### List of tasks
a – According to the article on Bush's environmental record, by how much would the Bush budget cut funding for energy efficiency research and development?
b – Please carry on the article on Bush's environmental record from the end of its last sentence.
*** Document excerpt Section Begins ***
It does not take a genius to see that it is big oil money that is behind Bush’s enthusiasm for fossil fuels. Bush’s entire political life has been dominated by the oil industry. Some of his biggest campaign backers were Texaco and Exxon-Mobil. His ties to Enron, the country’s biggest buyer and seller of natural gas, stretch from the $575,000 they have donated throughout his political career to placing Kenneth Lay, Enron’s CEO, on the administration’s energy advisory committee.

His administration is littered with oil’s friends. Vice President Cheney, himself spectacularly oil rich, recently reaffirmed America’s continued reliance on fossil fuels well into the future and proposed to expand the use of nuclear power as a safe, clean and plentiful energy source.  He added that conservation was “not a sufficient basis for a sound, comprehensive energy policy” and that new technologies would provide ways we could save energy without sacrifice. However, he did not mention the sacrifice the Department of Energy would endure should the Bush budget pass—funding for energy efficiency research and development would be cut by $180 million, or 29%.

The rest of the cabinet doesn’t fare much better; it is full of some of the most noxious anti-environmentalists one could imagine. It contains nuts such as Interior Secretary Gale Norton. Norton is a former protégé of Ronald Reagan’s James Watt and a long-standing proponent of oil drilling in the Arctic National Wildlife Refuge. She served as Attorney General in Colorado where she busied herself with demolishing pollution laws. Later she was a lobbyist for the highly toxic National Lead Company.

Christine Todd Whitman is also part of Bush’s team, serving as head of the EPA. The former New Jersey governor’s past includes cutting the state’s budget for environmental protection by 30%. Under her administration, fines for air and water pollution dropped by nearly 75%. She is also an advocate of state and local government regulation of pollution—a strange position for the head of the EPA to hold to say the least!

Free trade wasteland

In addition to all this, Bush is an enthusiastic supporter of the Free Trade Area of the Americas (FTAA) treaty, which, like NAFTA before it, will surely help corporations free themselves further from environmental regulations. Since NAFTA’s passage, and the resulting increased manufacturing along the US-Mexico border, that region has become a massive environmental wasteland. According to Global Exchange, daily 44 tons of hazardous waste are improperly discarded by plants in the region. Birth defects have risen dramatically and hepatitis has increased to two to three times the national average due to the lack of sewage treatment and safe drinking water. Massive clear cutting has laid the forests in the state of Guerrero to waste—40% of which have been lost. This is a trend seen across much of Mexico since NAFTA was implemented.
*** Document excerpt Section Ends ***
*** Record set Section Begins ***
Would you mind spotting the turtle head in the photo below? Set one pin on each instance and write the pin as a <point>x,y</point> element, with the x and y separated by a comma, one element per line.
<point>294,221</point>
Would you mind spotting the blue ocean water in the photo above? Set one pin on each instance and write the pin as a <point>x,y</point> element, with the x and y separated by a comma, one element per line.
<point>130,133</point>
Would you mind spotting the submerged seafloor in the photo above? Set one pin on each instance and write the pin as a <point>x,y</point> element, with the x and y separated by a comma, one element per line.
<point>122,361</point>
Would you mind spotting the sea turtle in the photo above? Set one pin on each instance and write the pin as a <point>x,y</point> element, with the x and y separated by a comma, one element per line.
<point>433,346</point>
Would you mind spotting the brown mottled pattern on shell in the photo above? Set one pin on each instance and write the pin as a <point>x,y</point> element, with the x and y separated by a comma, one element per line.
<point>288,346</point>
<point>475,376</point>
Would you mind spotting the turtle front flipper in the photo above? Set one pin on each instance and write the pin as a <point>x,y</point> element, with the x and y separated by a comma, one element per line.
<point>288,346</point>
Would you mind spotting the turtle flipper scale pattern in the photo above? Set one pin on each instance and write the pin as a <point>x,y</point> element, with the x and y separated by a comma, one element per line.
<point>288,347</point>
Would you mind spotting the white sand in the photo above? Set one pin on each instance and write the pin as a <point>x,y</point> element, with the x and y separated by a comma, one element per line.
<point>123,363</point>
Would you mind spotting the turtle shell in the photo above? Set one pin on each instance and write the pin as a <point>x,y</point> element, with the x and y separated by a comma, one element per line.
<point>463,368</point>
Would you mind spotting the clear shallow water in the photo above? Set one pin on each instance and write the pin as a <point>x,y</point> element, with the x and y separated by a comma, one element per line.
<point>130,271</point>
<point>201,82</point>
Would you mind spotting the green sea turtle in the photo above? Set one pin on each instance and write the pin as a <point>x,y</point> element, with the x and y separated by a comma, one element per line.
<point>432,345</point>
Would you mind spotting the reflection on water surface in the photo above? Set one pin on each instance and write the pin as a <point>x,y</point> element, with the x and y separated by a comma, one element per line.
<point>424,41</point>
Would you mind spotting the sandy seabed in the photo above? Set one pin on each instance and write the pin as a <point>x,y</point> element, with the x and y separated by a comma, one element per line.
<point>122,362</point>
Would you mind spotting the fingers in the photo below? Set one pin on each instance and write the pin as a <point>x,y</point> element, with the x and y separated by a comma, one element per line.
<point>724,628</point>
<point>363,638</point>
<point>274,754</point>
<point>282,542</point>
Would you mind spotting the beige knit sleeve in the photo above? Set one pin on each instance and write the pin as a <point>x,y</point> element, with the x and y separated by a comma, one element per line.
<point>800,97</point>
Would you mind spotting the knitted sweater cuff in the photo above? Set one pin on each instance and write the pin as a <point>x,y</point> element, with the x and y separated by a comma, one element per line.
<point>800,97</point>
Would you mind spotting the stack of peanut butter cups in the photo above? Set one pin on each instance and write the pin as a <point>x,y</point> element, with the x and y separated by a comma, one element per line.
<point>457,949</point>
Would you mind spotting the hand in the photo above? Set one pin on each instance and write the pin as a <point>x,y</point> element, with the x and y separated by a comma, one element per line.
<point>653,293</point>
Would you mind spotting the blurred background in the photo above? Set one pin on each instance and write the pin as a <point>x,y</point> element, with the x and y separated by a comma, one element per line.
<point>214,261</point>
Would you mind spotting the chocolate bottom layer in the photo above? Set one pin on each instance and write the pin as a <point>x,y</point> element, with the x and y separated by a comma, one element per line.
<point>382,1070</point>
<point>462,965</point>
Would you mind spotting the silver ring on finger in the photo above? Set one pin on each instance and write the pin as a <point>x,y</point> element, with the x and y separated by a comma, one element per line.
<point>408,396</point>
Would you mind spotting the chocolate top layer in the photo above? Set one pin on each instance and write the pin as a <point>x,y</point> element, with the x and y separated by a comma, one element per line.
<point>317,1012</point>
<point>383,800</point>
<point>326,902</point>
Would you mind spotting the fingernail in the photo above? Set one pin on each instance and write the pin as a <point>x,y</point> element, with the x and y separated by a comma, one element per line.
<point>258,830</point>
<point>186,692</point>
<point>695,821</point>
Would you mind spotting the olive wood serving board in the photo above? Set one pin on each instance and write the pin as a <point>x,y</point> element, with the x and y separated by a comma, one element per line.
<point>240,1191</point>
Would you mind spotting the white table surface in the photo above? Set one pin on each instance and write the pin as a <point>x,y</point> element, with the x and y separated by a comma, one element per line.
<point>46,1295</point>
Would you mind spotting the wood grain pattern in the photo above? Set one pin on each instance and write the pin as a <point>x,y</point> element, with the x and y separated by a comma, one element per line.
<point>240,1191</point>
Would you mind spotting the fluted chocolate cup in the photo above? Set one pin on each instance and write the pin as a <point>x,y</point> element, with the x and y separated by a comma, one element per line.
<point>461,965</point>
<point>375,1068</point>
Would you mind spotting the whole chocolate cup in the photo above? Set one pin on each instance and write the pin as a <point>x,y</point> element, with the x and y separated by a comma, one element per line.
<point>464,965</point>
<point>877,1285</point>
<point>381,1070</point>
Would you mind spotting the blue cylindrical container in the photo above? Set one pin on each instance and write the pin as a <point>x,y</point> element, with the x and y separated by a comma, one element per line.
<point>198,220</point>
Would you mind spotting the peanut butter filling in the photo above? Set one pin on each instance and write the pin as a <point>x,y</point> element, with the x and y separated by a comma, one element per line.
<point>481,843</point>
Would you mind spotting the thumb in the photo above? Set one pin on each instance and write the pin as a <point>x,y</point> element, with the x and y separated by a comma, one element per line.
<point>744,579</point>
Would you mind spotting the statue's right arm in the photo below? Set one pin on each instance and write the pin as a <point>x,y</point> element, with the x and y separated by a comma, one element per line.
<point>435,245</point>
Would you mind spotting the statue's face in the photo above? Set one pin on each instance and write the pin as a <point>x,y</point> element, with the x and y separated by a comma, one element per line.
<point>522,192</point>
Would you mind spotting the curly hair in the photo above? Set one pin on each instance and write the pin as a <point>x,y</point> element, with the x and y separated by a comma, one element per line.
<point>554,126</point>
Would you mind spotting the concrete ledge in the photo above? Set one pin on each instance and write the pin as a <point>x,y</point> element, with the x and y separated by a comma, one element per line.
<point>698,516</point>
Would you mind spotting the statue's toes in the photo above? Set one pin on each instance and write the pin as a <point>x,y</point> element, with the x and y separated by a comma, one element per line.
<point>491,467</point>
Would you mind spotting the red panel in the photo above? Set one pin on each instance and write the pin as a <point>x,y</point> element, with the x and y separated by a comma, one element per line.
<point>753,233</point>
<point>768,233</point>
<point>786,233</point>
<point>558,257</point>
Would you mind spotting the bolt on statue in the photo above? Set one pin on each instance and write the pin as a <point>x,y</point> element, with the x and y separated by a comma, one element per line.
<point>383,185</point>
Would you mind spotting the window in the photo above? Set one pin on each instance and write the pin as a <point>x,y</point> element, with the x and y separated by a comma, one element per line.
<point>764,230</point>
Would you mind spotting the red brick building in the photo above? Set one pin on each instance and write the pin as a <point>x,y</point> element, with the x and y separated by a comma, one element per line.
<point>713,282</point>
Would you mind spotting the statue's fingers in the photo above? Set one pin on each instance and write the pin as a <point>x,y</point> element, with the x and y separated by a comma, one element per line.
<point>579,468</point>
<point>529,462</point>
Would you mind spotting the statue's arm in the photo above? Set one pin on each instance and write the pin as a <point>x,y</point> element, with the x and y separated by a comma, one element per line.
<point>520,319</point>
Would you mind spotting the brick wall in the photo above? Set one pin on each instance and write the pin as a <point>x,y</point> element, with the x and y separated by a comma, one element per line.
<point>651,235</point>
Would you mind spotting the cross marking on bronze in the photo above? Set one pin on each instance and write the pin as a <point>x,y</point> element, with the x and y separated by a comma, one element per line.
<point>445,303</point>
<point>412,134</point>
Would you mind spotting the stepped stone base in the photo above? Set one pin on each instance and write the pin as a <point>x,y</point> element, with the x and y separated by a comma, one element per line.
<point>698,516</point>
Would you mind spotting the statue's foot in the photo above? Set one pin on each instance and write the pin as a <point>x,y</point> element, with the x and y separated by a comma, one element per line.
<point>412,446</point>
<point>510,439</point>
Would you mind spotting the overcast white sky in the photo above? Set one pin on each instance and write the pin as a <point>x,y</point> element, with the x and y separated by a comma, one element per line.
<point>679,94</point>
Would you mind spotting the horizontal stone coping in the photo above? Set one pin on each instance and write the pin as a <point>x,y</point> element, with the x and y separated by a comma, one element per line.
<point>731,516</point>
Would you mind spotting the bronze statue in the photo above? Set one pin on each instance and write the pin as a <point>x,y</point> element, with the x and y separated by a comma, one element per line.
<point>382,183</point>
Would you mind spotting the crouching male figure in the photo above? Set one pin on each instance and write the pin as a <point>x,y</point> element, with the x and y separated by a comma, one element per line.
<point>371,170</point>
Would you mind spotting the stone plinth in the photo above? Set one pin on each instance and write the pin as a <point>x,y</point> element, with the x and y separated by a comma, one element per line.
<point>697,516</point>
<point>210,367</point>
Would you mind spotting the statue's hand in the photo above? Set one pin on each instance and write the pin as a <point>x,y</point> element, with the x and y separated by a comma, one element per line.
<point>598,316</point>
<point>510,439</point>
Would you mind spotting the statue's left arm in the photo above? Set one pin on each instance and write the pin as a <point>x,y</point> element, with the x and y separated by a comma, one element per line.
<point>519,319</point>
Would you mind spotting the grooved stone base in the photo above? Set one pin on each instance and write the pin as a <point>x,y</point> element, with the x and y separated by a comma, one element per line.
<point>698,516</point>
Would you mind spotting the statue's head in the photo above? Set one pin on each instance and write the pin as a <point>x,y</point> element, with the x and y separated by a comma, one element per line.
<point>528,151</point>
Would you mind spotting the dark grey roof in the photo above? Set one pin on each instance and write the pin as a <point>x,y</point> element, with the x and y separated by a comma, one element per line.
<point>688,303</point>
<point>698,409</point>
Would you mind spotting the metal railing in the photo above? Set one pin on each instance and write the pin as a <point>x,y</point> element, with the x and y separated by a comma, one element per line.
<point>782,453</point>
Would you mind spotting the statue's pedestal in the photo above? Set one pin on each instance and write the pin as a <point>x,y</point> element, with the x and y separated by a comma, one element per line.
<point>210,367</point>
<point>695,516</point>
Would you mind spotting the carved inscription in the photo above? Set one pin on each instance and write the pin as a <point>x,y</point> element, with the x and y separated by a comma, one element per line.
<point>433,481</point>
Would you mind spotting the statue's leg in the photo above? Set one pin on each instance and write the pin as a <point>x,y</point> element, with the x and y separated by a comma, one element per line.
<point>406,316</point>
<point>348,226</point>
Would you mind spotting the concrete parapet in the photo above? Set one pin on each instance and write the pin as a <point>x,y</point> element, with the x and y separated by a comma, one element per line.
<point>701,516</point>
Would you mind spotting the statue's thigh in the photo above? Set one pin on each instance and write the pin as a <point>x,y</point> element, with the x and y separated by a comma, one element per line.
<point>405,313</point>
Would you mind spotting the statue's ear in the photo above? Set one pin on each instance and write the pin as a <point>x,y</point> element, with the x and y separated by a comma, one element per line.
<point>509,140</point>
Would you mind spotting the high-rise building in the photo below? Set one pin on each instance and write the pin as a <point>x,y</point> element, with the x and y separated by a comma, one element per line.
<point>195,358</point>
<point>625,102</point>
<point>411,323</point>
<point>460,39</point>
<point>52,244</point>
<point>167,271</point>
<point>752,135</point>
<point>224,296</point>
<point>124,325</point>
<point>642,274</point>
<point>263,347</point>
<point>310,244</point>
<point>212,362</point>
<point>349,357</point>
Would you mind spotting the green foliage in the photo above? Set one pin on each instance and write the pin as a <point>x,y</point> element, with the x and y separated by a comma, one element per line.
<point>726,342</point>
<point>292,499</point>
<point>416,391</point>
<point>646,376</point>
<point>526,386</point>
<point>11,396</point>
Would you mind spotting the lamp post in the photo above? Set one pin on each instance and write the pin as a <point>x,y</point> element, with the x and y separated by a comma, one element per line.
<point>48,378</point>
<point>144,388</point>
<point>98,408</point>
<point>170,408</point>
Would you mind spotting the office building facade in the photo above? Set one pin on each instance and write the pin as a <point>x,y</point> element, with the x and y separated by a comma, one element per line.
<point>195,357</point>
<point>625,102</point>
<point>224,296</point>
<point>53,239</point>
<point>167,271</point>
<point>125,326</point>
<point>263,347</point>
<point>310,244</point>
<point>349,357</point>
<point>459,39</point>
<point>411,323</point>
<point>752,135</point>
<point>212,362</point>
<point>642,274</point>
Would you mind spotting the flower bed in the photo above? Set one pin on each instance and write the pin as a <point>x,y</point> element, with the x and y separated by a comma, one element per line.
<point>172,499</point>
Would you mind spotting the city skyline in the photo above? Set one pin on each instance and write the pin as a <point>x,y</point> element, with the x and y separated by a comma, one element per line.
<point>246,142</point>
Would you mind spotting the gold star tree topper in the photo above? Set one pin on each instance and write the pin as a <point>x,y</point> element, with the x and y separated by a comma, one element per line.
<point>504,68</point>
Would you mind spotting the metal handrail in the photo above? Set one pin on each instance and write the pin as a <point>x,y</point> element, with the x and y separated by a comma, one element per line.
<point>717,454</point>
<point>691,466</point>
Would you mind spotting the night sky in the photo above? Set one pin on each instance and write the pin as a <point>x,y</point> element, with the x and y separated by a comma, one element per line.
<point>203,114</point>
*** Record set Section Ends ***
### Per-task outputs
a – $180 million, or 29%.

b –
The FTAA will surely have the same effect on the rest of the Americas, carrying it’s logic of free trade over regulation through regions already lacking in environmental protection. It will ensure the freedom of massive corporations to run rampant throughout the hemisphere without regard for ecosystems and the people whose lives depend on them.  It will mean the likely expanded use of genetically modified crops throughout the hemisphere. Monsanto, one of the largest purveyors of genetically modified organisms, and the main peddler of “terminator technology,” has been welcomed into Bush’s EPA in the person of Linda Fisher, nominee for deputy administrator and head of Monsanto’s Washington lobbying office.

So, as Bush and his gang conduct war on the planet, activists will have to step up the fight. No amount of lobbying can compare to the amount of corporate money propping up this administration. The mobilization in Quebec last month shows the best way of resisting the onslaught. 70,000 activists, environmentalists, labor unions, and students are forging a movement which increasingly recognizes the ties between government policy and big business.  It is this movement which will be the counter-force to the corporate assault on the environment.